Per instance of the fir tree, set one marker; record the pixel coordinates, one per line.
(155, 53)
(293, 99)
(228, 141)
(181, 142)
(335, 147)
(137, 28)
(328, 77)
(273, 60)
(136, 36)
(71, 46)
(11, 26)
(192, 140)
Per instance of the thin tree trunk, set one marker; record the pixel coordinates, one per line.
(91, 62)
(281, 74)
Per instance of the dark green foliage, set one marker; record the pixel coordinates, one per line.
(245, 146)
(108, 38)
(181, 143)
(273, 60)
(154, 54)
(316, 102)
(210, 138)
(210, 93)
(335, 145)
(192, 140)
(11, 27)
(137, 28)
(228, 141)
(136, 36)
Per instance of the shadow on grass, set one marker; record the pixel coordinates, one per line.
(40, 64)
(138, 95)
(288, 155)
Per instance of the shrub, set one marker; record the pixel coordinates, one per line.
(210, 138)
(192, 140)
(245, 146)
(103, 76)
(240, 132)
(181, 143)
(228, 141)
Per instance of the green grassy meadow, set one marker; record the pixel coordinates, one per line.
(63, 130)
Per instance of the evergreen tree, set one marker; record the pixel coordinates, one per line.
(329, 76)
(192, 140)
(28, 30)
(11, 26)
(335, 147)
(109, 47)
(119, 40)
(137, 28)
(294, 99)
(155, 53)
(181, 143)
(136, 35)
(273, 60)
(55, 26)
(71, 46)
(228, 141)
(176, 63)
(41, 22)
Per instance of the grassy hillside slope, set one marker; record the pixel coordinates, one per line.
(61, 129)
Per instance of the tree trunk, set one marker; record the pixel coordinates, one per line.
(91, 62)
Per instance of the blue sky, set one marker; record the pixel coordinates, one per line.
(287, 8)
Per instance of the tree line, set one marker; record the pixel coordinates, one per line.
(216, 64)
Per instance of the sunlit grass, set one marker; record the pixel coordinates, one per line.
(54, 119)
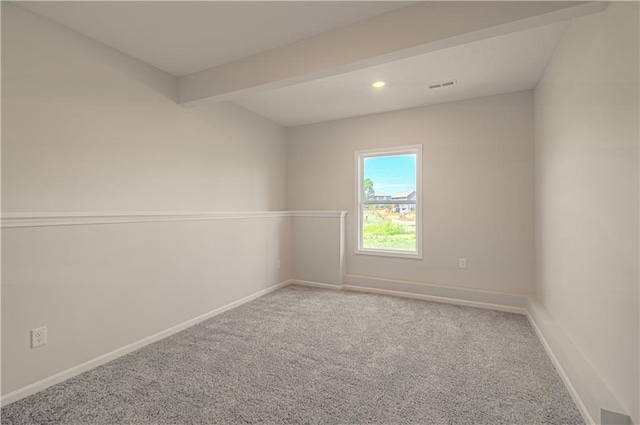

☆ ☆ ☆ ☆

Description of the task:
In full and without change, repeat the material above, minus the pictures.

Solution:
Per instance of the fir tree, set one marker; record the pixel coordinates, one per line.
(155, 53)
(293, 99)
(228, 141)
(181, 142)
(335, 147)
(137, 28)
(328, 77)
(273, 60)
(136, 36)
(71, 46)
(11, 26)
(192, 140)
Per instance of the thin tree trunk, set one marker; record the pixel coordinates, one per line.
(91, 62)
(281, 74)
Per instance of the dark green foliage, set one marker; record the pixel coordinates, one per line.
(245, 146)
(108, 38)
(181, 143)
(273, 60)
(154, 54)
(316, 102)
(210, 138)
(210, 93)
(335, 145)
(192, 140)
(11, 27)
(137, 28)
(228, 141)
(136, 36)
Per instance of the shadow on grass, set one marker; record the pixel coordinates, one per line.
(40, 64)
(138, 95)
(288, 155)
Per instance of the shrub, set one marker; record the pixel coordinates, one per line.
(210, 138)
(192, 140)
(245, 146)
(103, 76)
(240, 132)
(181, 143)
(228, 141)
Per instance of the green grassy meadow, set one marker; record the pixel coordinates, one per line.
(63, 130)
Per instance of the evergreen tree, set one marker; record the pixel coordinates, one per line.
(329, 76)
(192, 140)
(28, 30)
(11, 26)
(335, 147)
(109, 47)
(119, 40)
(137, 28)
(294, 99)
(155, 53)
(181, 143)
(136, 35)
(273, 60)
(55, 26)
(71, 46)
(228, 141)
(176, 63)
(41, 22)
Per instance of the grassy hillside slope, set one marker; record the pixel coordinates, one per line.
(61, 129)
Per instance of the tree trunk, set one marker; record the pixel coordinates, one per line.
(91, 62)
Per instance of the blue sky, set one marker; record the pixel coordinates, one per line.
(287, 8)
Per instance of the tree line, set one marker; record the pixel coordinates, one per line.
(216, 64)
Per instance of the sunlit grass, set one marker; record the pixel coordinates, one per line.
(54, 119)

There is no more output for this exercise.